- EXTRAIT:
☆ ☆ ☆ ☆ ☆

De la formation des Sels neutres, & des différentes bases qui entrent dans leur composition.


Nous avons vu comment un petit nombre de substances simples, ou au moins qui n’ont point été décomposées jusqu’ici, telles que l’azote, le soufre, le phosphore, le carbone, le radical muriatique & l’hydrogène, formoient en se combinant avec l’oxygène tous les oxides & les acides du règne végétal & du règne animal : nous avons admiré avec quelle simplicité de moyens la nature multiplioit les propriétés & les formes, soit en combinant ensemble jusqu’à trois & quatre bases acidifiables dans différentes proportions, soit en changeant la dose d’oxygène destiné à les acidifier. Nous ne la trouverons ni moins variée, ni moins simple, ni sur-tout moins féconde, dans l’ordre des choses que nous allons parcourir.

Les substances acidifiables en se combinant avec l’oxygène & en se convertissant en acides, acquièrent une grande tendance à la combinaison ; elles deviennent susceptibles de s’unir avec des substances terreuses & métalliques ; & c’est de cette réunion que résultent les sels neutres. Les acides peuvent donc être regardés comme de véritables principes salifians, & les substances auxquelles ils s’unissent pour former des sels neutres, comme des bases salifiables : c’est précisément de la combinaison des principes salifians avec les bases salifiables que nous allons nous occuper dans cet article.

Cette manière d’envisager les acides ne me permet pas de les regarder comme des sels, quoiqu’ils aient quelques-unes de leurs propriétés principales, telles que la solubilité dans l’eau, &c. Les acides, comme je l’ai déjà fait observer, résultent d’un premier ordre de combinaisons ; ils sont formés de la réunion de deux principes simples, ou au moins qui se comportent à la manière des principes simples, & ils sont par conséquent pour me servir de l’expression de Stahl, dans l’ordre des mixtes. Les sels neutres, au contraire, sont d’un autre ordre de combinaisons, ils sont formés de la réunion de deux mixtes, & ils rentrent dans la classe des composés. Je ne rangerai pas non plus, par la même cause, les alkalis[1] ni les substances terreuses, telles que la chaux, la magnésie, &c. dans la classe des sels, & je ne désignerai par ce nom que des composés formés de la réunion d’une substance simple oxygénée & d’une base quelconque.

☆ ☆ ☆ ☆ ☆

- DONNÉES FOURNIES:

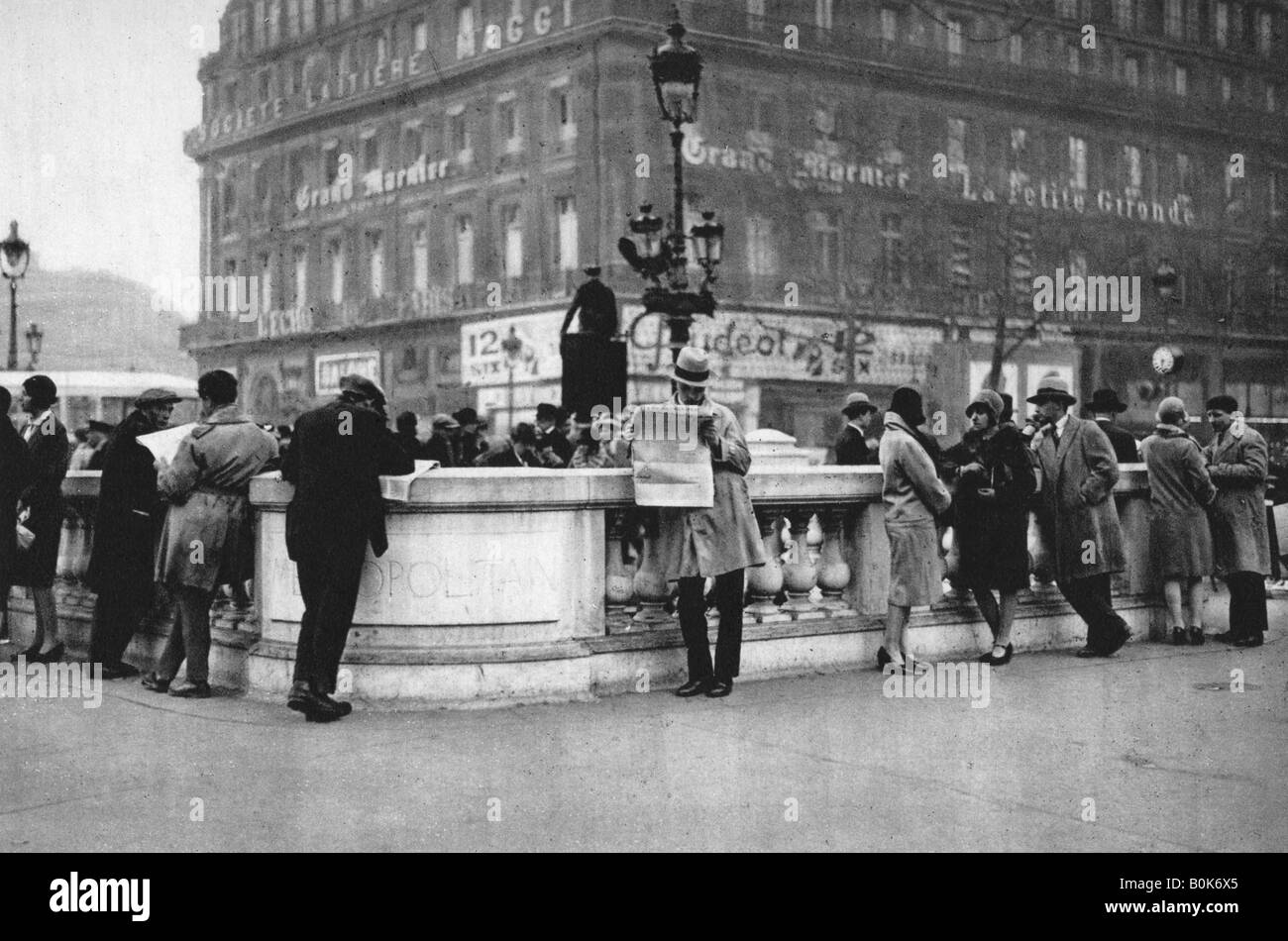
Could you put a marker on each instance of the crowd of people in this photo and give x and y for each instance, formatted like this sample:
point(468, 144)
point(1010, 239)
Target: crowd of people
point(1207, 511)
point(185, 523)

☆ ☆ ☆ ☆ ☆

- CONSIGNE 1: Dans l'extrait sur les sels neutres, quel nom donne-t-on aux substances auxquelles les acides s'unissent pour former des sels neutres ?
- CONSIGNE 2: Pouvez-vous poursuivre l'extrait sur les sels neutres à partir de sa dernière phrase ?

- RÉPONSE 1: Des bases salifiables.

- RÉPONSE 2:
Je me suis suffisamment étendu dans les chapitres précédens sur la formation des acides, & je n’ajouterai rien à cet égard ; mais je n’ai rien dit encore des bases qui sont susceptibles de se combiner avec eux pour former des sels neutres ; ces bases que je nomme salifiables, sont :

La potasse,
La soude,
L’ammoniaque,
La chaux,
La magnésie,
La baryte,
L’alumine,

Et toutes les substances métalliques.

Je vais dire un mot de l’origine & de la nature de chacune de ces bases en particulier.


De la Potasse.


Nous avons déjà fait observer que lorsqu’on échauffoit une substance végétale dans un appareil distillatoire, les principes qui la composent, l’oxygène, l’hydrogène & le carbone, & qui formoient une combinaison triple dans un état d’équilibre, se réunissoient deux à deux en obéissant aux affinités qui doivent avoir lieu suivant le degré de température. Ainsi à la première impression du feu, & dès que la chaleur excède celle de l’eau bouillante, l’oxygène & l’hydrogène se réunissent pour former de l’eau. Bientôt après une portion de carbone & une d’hydrogène se combinent pour former de l’huile. Lorsqu’ensuite par le progrès de la distillation on est parvenu à une chaleur rouge, l’huile & l’eau même qui s’étoient formées se décomposent ; l’oxygène & le carbone forment l’acide carbonique, une grande quantité de gaz hydrogène devenue libre se dégage & s’échappe ; enfin il ne reste plus que du charbon dans la cornue.

La plus grande partie de ces phénomènes se retrouvent dans la combustion des végétaux à l’air libre : mais alors la présence de l’air, introduit dans l’opération trois ingrédients nouveaux, dont deux au moins apportent des changements considérables dans les résultats de l’opération. Ces ingrédiens sont l’oxygène de l’air, l’azote & le calorique. A mesure que l’hydrogène du végétal ou celui qui résulte de la décomposition de l’eau est chassé par le progrès du feu sous la forme de gaz hydrogène, il s’allume au moment où il a le contact de l’air, il reforme de l’eau, & le calorique des deux gaz qui devient libre, au moins pour la plus grande partie, produit la flamme.

Lorsqu’ensuite tout le gaz hydrogène a été chassé, brûlé & réduit en eau, le charbon qui reste brûle à son tour, mais sans flamme ; il forme de l’acide carbonique qui s’échappe, emportant avec lui une portion de calorique qui le constitue dans l’état de gaz ; le surplus du calorique devient libre, s’échappe & produit la chaleur & la lumière qu’on observe dans la combustion du charbon. Tout le végétal se trouve ainsi réduit en eau & en acide carbonique ; il ne reste qu’une petite portion d’une matière terreuse grise, connue sous le nom de cendre, & qui contient les seuls principes vraiment fixes qui entrent dans la constitution des végétaux.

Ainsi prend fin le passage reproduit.